* _BRANO FORNITO_:
6 incontri sulla tragedia greca. Decimo assaggio. Attraverso la sofferenza, la comprensione

Schiller
Ancora su
"Attraverso la sofferenza, la comprensione"

 

Per non limitarci alla letteratura greca e ai suoi interpreti, aggiungo autori successivi. Nell'Eneide di Virgilio Didone incoraggia i Troiani giunti naufraghi sulle coste della Libia ricordando che anche lei è esperta di sventure le quali l'hanno resa non solo attenta e diffidente, ma pure compassionevole verso i disgraziati: "non ignara mali miseris succurrere disco "(I, 630), non ignara del male imparo a soccorrere gli sventurati. Tanta humanitas non verrà contraccambiata da Enea. Eppure questo è uno degli insegnamenti massimi dei nostri autori e dovrebbe esserlo nella scuola :"E infine, possiamo imparare la lezione fondamentale della vita, la compassione per le sofferenze di tutti gli umiliati, e la comprensione autentica"[1].

“Virgilio insiste, com’è ben noto, sull’umanità del personaggio, che, avendo sofferto, è particolarmente sensibile al dolore degli altri”[2].

 

Friederich Schiller impiega la norma del tw'/ pavqei mavqo~ in molte delle sue tragedie, particolarmente nella Maria Stuarda (1802): “il personaggio della infelice regina cattolica sembra tra tutti il più adatto ad essere il fulcro d’una tragedia di ispirazione euripidea…secondo quelle leggi drammatiche già prospettate nel saggio Vom Erhabenen [3], 1793, per le quali “Se la prima legge dell’arte tragica è rappresentare la natura sofferente, la seconda legge è rappresentare la resistenza morale a quelle sofferenze”[4]. Maria muore non solo rassegnata ma felice del proprio matirio: “La prigione si apre,/e lieta la mia anima vola/verso l’eterna libertà (…) ora/ benefica e dolce mi si affianca/la morte come una severa amica (…) Sento/di nuovo sul mio capo la corona/e l’antica dignità rivive/nell’animo lavato dal dolore” (Maria Stuarda, V, 4).

* _CONSEGNA_:
Riporta integralmente il brano sul tema della comprensione attraverso la sofferenza, senza alcuna modifica.

* _RECORD FORNITI_:
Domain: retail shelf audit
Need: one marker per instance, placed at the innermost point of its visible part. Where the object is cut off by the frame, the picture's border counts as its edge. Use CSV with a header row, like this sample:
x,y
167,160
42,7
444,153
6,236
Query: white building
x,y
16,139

* _SOLUZIONE SVOLTA_:
6 incontri sulla tragedia greca. Decimo assaggio. Attraverso la sofferenza, la comprensione

Schiller
Ancora su
"Attraverso la sofferenza, la comprensione"

 

Per non limitarci alla letteratura greca e ai suoi interpreti, aggiungo autori successivi. Nell'Eneide di Virgilio Didone incoraggia i Troiani giunti naufraghi sulle coste della Libia ricordando che anche lei è esperta di sventure le quali l'hanno resa non solo attenta e diffidente, ma pure compassionevole verso i disgraziati: "non ignara mali miseris succurrere disco "(I, 630), non ignara del male imparo a soccorrere gli sventurati. Tanta humanitas non verrà contraccambiata da Enea. Eppure questo è uno degli insegnamenti massimi dei nostri autori e dovrebbe esserlo nella scuola :"E infine, possiamo imparare la lezione fondamentale della vita, la compassione per le sofferenze di tutti gli umiliati, e la comprensione autentica"[1].

“Virgilio insiste, com’è ben noto, sull’umanità del personaggio, che, avendo sofferto, è particolarmente sensibile al dolore degli altri”[2].

 

Friederich Schiller impiega la norma del tw'/ pavqei mavqo~ in molte delle sue tragedie, particolarmente nella Maria Stuarda (1802): “il personaggio della infelice regina cattolica sembra tra tutti il più adatto ad essere il fulcro d’una tragedia di ispirazione euripidea…secondo quelle leggi drammatiche già prospettate nel saggio Vom Erhabenen [3], 1793, per le quali “Se la prima legge dell’arte tragica è rappresentare la natura sofferente, la seconda legge è rappresentare la resistenza morale a quelle sofferenze”[4]. Maria muore non solo rassegnata ma felice del proprio matirio: “La prigione si apre,/e lieta la mia anima vola/verso l’eterna libertà (…) ora/ benefica e dolce mi si affianca/la morte come una severa amica (…) Sento/di nuovo sul mio capo la corona/e l’antica dignità rivive/nell’animo lavato dal dolore” (Maria Stuarda, V, 4).